Fragment tekstu —
·····
Nasza Loteria SR - pasek na kartach artykułów

Komunikacja w centrum Wrocławia na wielkim ekranie. Tak działa ITS (ZDJĘCIA)

Weronika Skupin
Centrum Zarządzania Ruchem i Transportem Publicznym przy ul. Strzegomskiej we Wrocławiu działa od miesiąca, ale dziś nastąpiło jego oficjalne otwarcie. Ekran, a właściwie ścianę wizyjną, na której jak na dłoni widać pracę Inteligentnego Systemu Transportu, uruchomił Wojciech Adamski, wiceprezydent Wrocławia. ITS nie rozładuje korków, ale ma upłynnić ruch w mieście. Już skrócił czas przejazdu samochodów przez centrum o 16 procent.

Dwanaście osób z Wydziału Inżynierii Miejskiej, Wydziału Transportu, Miejskiego Przedsiębiorstwa Komunikacyjnego i Zarządu Dróg i Utrzymania Miasta nadzoruje pracę ITS, czyli Inteligentnego Systemu Transportu. Dzięki kamerom, czujnikom i oprogramowaniu Gertrude pozwalającemu na analizę danych, ITS monitoruje kolumny pojazdów, analizuje dane o ich prędkości czy składzie, czerpie dane z obrazów kamer, a także daje sygnał zwrotny - m.in. ustalając jakie światło ma się palić na danym skrzyżowaniu.

Za wcześnie na oceny, czy system realnie pomaga kierowcom. Wciąż zostało 46 skrzyżowań w centrum, które nie są jeszcze podłączone do ITS. Następnie należy poczekać, aż nauczy się on jak płynnie prowadzić ruch w mieście. Początkowo będzie operował na parametrach, które z czasem będzie optymalizował.
·····
Udostępnione wpisy —
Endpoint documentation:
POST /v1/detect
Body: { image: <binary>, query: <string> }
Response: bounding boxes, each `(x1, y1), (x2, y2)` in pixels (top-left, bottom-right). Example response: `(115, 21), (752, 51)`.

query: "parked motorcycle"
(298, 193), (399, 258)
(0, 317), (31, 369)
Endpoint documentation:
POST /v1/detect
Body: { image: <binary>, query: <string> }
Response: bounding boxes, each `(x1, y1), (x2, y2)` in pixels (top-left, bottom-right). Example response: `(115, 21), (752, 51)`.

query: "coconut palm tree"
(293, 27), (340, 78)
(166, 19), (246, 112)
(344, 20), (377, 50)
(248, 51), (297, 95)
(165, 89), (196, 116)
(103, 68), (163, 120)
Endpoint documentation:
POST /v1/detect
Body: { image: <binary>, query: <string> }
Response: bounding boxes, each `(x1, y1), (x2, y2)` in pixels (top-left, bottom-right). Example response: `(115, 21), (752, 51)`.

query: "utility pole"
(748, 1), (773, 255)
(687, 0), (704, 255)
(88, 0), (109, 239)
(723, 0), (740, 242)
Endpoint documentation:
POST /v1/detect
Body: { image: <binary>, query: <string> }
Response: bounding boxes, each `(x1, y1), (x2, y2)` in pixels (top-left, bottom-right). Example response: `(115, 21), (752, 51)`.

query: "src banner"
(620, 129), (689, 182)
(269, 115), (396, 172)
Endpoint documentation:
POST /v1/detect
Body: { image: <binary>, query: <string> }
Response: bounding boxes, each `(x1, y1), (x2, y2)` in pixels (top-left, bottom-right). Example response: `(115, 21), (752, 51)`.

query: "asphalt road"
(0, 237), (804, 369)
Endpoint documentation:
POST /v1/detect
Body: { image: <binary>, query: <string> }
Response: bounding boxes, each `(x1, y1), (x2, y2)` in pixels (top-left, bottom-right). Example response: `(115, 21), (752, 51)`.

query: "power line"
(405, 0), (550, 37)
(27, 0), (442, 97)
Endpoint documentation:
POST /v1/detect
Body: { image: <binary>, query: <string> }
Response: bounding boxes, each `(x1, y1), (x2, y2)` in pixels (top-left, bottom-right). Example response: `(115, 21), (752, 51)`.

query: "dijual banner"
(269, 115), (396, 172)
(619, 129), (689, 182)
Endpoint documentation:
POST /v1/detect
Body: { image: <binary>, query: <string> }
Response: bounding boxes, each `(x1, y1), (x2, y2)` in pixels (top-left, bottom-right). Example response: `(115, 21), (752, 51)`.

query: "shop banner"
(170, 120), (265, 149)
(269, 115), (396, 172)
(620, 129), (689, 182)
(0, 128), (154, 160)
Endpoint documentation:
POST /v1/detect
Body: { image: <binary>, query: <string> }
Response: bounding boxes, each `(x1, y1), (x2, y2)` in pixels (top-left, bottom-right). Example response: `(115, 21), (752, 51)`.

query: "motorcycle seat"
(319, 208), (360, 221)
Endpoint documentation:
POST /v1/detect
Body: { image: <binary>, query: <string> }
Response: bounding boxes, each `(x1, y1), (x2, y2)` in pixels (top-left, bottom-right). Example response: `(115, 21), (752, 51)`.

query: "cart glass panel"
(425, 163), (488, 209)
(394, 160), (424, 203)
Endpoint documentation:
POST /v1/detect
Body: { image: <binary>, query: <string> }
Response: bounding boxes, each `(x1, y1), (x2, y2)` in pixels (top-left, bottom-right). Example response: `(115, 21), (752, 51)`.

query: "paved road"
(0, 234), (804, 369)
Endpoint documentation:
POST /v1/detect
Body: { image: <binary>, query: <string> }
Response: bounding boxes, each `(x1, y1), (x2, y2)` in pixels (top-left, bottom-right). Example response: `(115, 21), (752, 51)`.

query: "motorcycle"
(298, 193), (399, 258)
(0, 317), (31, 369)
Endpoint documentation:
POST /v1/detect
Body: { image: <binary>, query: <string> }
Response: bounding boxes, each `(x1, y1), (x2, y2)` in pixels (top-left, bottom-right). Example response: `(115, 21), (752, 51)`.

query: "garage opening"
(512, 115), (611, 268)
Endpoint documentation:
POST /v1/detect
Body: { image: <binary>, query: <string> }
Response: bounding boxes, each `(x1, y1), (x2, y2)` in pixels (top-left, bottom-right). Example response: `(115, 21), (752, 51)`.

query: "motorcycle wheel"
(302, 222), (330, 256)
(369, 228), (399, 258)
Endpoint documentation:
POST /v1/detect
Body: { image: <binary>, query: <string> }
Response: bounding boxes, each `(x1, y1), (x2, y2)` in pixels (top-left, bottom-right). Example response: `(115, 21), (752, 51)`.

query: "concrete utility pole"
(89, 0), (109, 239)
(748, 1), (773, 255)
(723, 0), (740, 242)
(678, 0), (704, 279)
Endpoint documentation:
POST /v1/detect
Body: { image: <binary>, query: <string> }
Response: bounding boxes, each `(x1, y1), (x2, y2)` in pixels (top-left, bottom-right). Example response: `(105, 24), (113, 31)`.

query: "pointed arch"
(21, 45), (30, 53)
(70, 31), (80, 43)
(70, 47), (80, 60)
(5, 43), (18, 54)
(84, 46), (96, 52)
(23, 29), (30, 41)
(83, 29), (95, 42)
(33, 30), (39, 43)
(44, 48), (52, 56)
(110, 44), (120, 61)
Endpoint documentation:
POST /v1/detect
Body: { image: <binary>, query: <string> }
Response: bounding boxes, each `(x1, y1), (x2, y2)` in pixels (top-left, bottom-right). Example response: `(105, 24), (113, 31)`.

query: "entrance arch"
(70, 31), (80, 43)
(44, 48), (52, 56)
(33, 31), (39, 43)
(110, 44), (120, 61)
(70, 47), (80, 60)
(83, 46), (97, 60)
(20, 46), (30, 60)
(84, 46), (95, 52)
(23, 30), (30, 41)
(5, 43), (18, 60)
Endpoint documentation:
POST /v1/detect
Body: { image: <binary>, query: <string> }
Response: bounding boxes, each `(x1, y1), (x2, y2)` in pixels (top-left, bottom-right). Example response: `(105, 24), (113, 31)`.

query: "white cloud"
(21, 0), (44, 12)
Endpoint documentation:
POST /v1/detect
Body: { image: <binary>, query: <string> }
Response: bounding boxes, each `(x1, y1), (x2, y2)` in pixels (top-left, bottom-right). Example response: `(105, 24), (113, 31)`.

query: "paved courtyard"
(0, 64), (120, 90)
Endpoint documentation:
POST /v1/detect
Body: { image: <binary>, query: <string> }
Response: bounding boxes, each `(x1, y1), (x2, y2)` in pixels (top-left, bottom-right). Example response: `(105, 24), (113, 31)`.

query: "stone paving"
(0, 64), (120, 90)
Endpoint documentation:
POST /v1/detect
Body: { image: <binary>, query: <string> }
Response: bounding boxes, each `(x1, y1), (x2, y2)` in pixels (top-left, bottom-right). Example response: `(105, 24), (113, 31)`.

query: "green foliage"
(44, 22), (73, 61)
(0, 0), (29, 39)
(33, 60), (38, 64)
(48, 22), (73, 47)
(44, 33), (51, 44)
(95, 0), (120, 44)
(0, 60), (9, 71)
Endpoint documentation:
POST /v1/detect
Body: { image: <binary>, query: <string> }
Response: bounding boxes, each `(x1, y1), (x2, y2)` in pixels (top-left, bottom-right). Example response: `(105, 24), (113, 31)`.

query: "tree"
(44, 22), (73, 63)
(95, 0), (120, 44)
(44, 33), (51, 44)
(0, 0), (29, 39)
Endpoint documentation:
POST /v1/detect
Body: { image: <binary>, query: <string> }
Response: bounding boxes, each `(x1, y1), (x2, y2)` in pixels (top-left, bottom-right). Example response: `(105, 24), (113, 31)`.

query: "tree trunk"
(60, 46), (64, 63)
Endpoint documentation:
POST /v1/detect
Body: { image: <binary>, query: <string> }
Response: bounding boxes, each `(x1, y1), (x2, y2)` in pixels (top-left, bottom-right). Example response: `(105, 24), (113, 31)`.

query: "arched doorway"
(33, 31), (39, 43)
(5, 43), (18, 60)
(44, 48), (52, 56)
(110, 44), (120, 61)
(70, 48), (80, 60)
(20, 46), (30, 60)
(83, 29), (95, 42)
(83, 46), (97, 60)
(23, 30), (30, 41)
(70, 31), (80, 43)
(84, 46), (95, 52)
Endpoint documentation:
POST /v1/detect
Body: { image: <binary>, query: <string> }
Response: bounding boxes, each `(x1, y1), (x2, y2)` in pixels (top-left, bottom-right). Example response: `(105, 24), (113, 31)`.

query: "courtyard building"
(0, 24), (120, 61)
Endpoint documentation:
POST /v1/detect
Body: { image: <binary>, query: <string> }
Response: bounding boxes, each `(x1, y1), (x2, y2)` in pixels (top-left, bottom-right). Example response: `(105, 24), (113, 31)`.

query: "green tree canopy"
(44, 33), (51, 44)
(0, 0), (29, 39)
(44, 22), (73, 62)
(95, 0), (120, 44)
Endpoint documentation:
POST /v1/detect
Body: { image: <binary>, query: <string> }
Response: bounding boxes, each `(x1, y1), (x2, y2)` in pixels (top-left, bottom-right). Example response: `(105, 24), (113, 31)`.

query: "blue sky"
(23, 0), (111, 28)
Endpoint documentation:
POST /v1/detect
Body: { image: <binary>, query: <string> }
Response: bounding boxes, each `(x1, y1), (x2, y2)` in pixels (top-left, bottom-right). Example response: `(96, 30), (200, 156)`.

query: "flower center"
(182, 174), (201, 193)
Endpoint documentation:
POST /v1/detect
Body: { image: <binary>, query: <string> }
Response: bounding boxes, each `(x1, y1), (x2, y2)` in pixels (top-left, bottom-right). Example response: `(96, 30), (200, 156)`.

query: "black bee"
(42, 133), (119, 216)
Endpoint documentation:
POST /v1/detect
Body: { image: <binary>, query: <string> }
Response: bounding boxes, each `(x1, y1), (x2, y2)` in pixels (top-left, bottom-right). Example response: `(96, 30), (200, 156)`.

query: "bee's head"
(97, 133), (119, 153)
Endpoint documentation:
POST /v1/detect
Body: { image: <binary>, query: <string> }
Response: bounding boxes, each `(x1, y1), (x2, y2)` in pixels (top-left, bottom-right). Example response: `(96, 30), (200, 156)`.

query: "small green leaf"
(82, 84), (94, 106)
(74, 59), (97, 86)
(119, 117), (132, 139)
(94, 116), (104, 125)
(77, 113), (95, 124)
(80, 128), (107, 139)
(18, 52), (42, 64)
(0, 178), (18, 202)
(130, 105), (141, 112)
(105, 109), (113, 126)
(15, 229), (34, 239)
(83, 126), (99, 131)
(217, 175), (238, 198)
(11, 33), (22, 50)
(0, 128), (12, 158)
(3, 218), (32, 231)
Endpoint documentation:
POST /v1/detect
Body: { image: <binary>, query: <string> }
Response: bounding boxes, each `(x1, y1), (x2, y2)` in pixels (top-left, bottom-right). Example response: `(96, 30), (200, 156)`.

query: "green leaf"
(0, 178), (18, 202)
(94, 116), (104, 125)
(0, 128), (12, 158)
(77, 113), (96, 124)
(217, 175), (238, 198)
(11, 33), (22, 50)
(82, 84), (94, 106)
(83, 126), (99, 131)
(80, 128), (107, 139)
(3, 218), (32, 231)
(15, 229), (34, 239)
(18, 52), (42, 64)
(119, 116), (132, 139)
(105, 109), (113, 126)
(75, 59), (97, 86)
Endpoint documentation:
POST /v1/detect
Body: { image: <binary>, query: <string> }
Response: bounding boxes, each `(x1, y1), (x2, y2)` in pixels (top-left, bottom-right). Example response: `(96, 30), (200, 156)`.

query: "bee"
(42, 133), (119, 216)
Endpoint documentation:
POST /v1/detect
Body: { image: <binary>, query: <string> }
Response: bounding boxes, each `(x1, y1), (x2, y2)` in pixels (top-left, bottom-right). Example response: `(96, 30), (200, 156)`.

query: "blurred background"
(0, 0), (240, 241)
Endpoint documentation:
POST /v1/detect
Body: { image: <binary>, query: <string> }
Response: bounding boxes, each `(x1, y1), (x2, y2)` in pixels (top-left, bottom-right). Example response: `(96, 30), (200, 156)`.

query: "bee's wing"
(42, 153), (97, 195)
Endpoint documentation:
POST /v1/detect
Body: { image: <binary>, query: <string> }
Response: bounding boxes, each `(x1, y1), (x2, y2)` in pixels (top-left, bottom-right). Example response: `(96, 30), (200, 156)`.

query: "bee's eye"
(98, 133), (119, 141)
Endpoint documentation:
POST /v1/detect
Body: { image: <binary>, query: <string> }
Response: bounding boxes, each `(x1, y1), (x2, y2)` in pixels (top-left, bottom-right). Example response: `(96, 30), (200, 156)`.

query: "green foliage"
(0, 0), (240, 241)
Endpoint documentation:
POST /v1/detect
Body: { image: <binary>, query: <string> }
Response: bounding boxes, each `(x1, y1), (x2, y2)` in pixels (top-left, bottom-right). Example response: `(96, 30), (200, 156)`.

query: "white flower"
·····
Cel zadania 1 — O ile procent ITS skrócił już czas przejazdu samochodów przez centrum według artykułu o wrocławskim systemie ITS?
Cel zadania 2 — Kontynuuj artykuł o wrocławskim systemie ITS, zaczynając od zdania następującego po ostatnim.

Poprawna odpowiedź 1 — O 16 procent.

Poprawna odpowiedź 2 —
Na razie ITS wie w jakich przedziałach czasu może działać. Na przykład zielone światło dla samochodów może się palić od dwudziestu sekund do dwóch minut, ale system sam zdecyduje ile rzeczywiście da czasu konkretnym kolumnom pojazdów na przejechanie przez skrzyżowanie.

Jednym z założeń jest priorytet dla tramwaju Plus i dla tramwajów średnicowych (np. 6, 7, 15) przecinających centrum miasta. Jednak nie będzie to równoznaczne z każdorazowym włączaniem się dla takiego pojazdu zielonego światła. Jeśli np. na ul. Legnickiej będzie korek, a Podwalem będzie jechał tramwaj, to nie dostanie on automatycznie zielonego światła. Poczeka, bo ogon samochodów na Legnickiej będzie ważniejszy. Optymalizacja to złota zasada ITS - by każdy dostał po równo i by żaden z uczestników ruchu nie był pokrzywdzony priorytetem dla tramwaju.

Dziś działa już w pełni centrala sterowania, jest serwer i oprogramowanie, położono 100 km sieci światłowodowej, a wszystkie pojazdy MPK wyposażone są w GPS, by na tablicach informacji przystankowej pojawiał się rzeczywisty czas do ich przyjazdu.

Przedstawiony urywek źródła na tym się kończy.